How to complete this task:
The expected output is exactly the lines below, starting at the line with "Segment out earring from the image above." and ending at the line with "Segment out microphone", both included; no other line belongs in it.

Data for analysis:
_ _ _ _ _
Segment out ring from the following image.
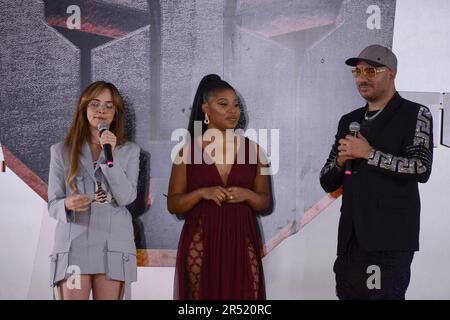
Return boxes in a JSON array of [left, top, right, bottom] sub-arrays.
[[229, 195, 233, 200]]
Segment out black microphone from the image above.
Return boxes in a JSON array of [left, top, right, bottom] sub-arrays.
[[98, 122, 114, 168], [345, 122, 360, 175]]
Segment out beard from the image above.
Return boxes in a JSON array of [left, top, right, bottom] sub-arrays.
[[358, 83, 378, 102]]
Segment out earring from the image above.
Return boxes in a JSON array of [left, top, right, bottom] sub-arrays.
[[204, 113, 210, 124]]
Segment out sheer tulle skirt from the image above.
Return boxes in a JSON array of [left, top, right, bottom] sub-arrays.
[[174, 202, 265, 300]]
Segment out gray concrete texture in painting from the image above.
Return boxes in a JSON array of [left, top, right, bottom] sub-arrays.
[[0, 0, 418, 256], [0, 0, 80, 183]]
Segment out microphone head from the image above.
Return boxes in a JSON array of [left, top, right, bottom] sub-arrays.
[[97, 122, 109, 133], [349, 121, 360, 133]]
_ _ _ _ _
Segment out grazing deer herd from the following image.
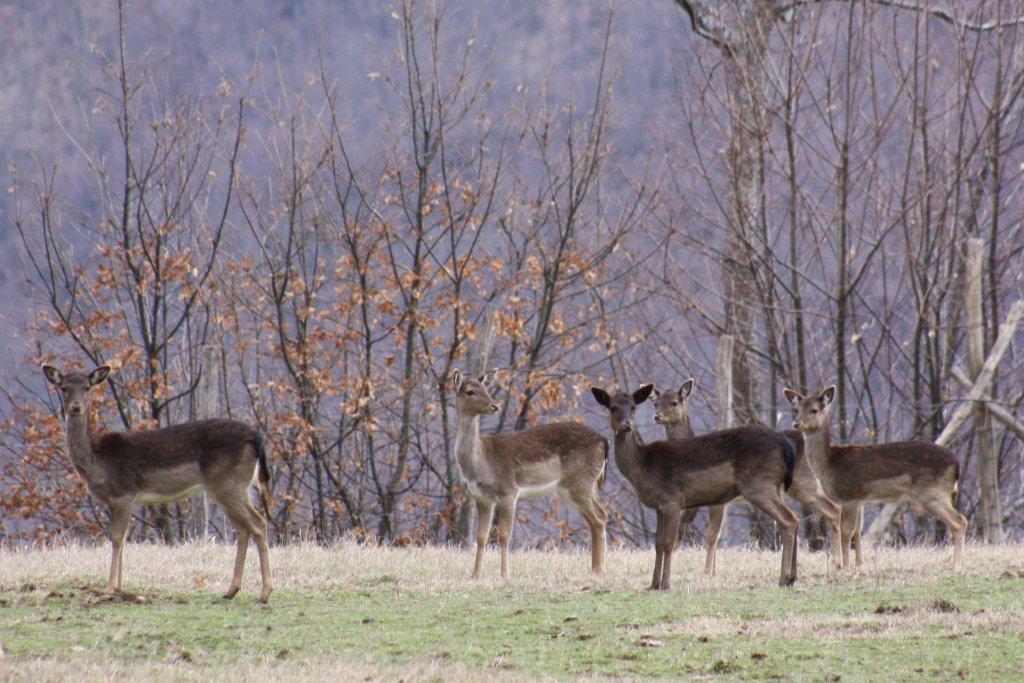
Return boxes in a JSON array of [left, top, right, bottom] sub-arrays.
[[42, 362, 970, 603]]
_ _ _ _ _
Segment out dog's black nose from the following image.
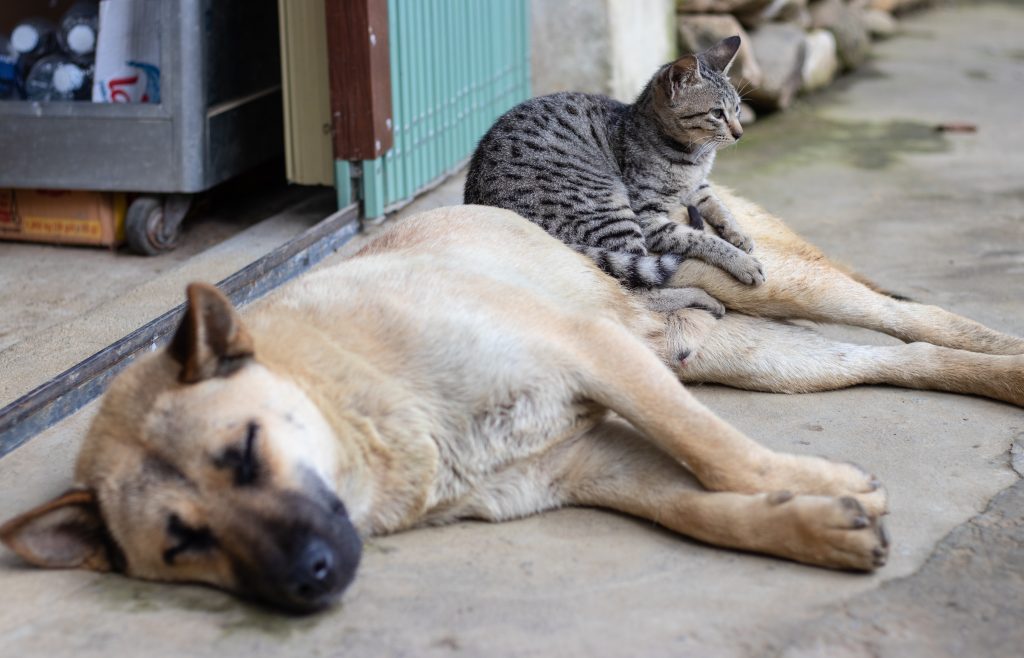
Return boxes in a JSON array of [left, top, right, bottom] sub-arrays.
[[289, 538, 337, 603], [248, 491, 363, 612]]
_ _ _ _ _
Your solution:
Segment out earring from the image above.
Return boxes in a JSON array of [left, top, right, bottom] sub-arrays.
[[204, 113, 210, 124]]
Segment out sheer tulle skirt from the image above.
Return boxes in a JSON array of [left, top, right, bottom] sub-arrays.
[[174, 202, 265, 300]]
Segment out gray concrete texture in painting from the image above.
Return boxes in a JSON array of [left, top, right, bottom] sub-arrays.
[[0, 0, 418, 256], [0, 0, 80, 183]]
Segment out microphone head from the image above.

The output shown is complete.